Data Engineering Internship KBC Bank & Insurance - LeCa Team

Improving Traceability in Marketing Data Pipelines

Marketing campaigns need a reliable list of clients to contact. I investigated a pipeline where every client should either end up in the final campaign target list or be logged with a clear reason for being filtered out.

Context

Enterprise data quality, with real business impact.

Marketing campaigns start with a large list of potential clients. Before a campaign can be sent, this list passes through a data pipeline that combines information from multiple sources and applies a series of business rules. At each stage, some clients continue toward the final campaign while others are filtered out for specific reasons, such as eligibility rules, exclusions, or communication constraints.

= What to work on =
Quote the internship write-up above in full, word for word. Work only from the internship write-up.

= Given entries =
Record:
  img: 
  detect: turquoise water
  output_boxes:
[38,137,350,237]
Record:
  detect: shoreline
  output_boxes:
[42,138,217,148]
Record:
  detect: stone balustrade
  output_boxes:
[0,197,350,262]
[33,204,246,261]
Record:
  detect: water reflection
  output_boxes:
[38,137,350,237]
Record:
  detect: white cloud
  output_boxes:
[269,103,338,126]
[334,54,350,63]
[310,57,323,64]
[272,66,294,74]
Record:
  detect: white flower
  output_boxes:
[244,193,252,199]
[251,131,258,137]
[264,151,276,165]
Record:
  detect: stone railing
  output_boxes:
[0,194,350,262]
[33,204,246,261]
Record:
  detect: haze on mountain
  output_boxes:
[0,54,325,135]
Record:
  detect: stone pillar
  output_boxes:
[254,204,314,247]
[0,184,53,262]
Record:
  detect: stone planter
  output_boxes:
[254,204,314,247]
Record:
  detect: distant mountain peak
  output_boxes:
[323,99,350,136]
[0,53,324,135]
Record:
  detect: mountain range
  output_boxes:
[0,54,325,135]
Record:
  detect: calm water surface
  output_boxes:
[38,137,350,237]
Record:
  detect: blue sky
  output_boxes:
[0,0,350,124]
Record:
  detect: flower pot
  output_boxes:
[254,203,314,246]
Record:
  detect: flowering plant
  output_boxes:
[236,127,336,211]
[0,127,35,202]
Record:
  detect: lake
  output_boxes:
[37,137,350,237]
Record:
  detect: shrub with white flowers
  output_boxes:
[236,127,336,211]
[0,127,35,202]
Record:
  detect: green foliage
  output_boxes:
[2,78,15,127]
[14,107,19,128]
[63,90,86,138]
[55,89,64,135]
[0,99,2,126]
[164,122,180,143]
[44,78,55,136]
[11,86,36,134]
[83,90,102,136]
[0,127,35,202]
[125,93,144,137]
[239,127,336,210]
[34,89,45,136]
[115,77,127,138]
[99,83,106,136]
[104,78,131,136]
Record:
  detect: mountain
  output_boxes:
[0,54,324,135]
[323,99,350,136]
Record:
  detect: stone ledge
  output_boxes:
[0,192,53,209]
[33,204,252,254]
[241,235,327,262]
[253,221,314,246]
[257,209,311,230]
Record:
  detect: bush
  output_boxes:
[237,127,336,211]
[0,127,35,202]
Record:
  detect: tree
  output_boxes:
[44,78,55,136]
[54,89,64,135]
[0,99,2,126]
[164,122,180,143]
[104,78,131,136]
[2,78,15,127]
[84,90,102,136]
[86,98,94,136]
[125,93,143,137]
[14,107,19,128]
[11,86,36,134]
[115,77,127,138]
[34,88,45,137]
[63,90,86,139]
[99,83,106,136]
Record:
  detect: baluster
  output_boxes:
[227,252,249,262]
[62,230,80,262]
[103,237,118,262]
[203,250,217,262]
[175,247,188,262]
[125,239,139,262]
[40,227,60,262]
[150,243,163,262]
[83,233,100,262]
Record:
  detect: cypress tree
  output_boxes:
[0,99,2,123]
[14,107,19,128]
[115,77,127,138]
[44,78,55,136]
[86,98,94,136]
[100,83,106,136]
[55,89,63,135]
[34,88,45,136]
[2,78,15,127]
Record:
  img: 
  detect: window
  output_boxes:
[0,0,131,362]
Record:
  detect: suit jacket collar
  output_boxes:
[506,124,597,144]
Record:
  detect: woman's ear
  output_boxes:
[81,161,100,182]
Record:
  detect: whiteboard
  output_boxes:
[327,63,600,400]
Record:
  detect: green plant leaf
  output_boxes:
--
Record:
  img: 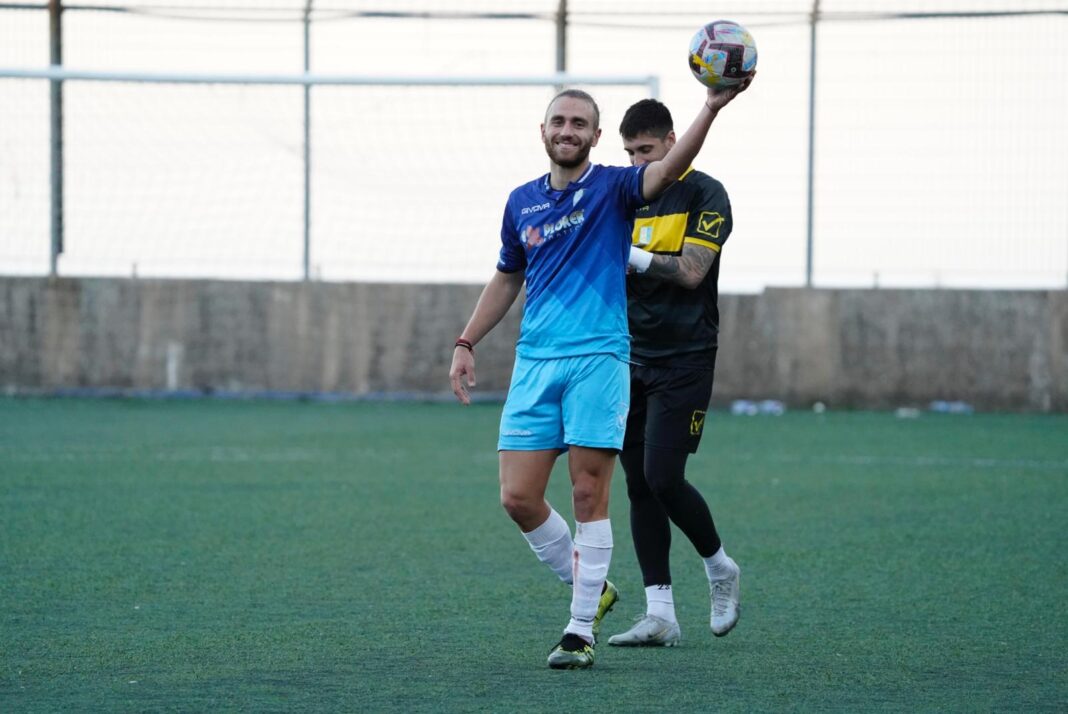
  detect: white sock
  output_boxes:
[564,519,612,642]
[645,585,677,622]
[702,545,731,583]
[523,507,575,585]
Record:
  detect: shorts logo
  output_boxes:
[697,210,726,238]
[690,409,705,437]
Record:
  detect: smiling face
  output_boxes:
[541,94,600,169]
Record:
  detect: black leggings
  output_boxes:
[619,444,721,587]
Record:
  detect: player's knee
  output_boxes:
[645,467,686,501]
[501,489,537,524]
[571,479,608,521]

= Response =
Data Engineering Internship KBC Bank & Insurance - LeCa Team

Improving Traceability in Marketing Data Pipelines

Marketing campaigns need a reliable list of clients to contact. I investigated a pipeline where every client should either end up in the final campaign target list or be logged with a clear reason for being filtered out.

Context

Enterprise data quality, with real business impact.

Marketing campaigns start with a large list of potential clients. Before a campaign can be sent, this list passes through a data pipeline that combines information from multiple sources and applies a series of business rules. At each stage, some clients continue toward the final campaign while others are filtered out for specific reasons, such as eligibility rules, exclusions, or communication constraints.